По тексту о Венеции ответьте на три вопроса, каждый ответ с новой строки под той же буквой.
(а) В какое время года приехали в Венецию?
(б) Сколько дней длилась поездка?
(в) Какой день рождения отметила в Венеции Настя?

--- ТЕКСТ ДЛЯ ЧТЕНИЯ ---

Почему я мечтаю о зимней Венеции

Mar 16, 2015 20:02

Мы приехали в Венецию в конце августа.
Если судить по отзывам, то это самое сомнительное время для поездки в город на воде.
Туристов толпы, жарко, вода попахивает, цены кошмарные - все последствия разгара сезона отпусков.
Но зря я опасалась - наши три дня в Венеции получились чудесными и теперь Настя может рассказывать, что свое девятнадцатилетие она отпраздновала в одном из красивейших городов мира)
Теперь с летней Венецией мне все понятно и хочется увидеть ее совсем другой - промозглой, окутанной туманом, с переполненными водой каналами, пустынной и абсолютно прекрасной. В общем, зимней.
Такой, какой ее описывает Бродский в "Набережной неисцелимых".
Под катом опять цитирую, иллюстрируя своими фотографиями летней Венеции.

--- ФРАГМЕНТ НАБОРА ДАННЫХ ---

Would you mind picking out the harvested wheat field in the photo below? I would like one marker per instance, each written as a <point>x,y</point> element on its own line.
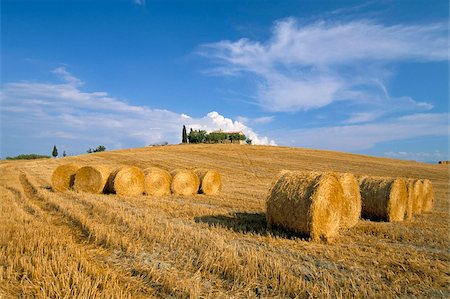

---

▶ _ОТВЕТ_:
(а) В конце августа.
(б) Три дня.
(в) Девятнадцатилетие.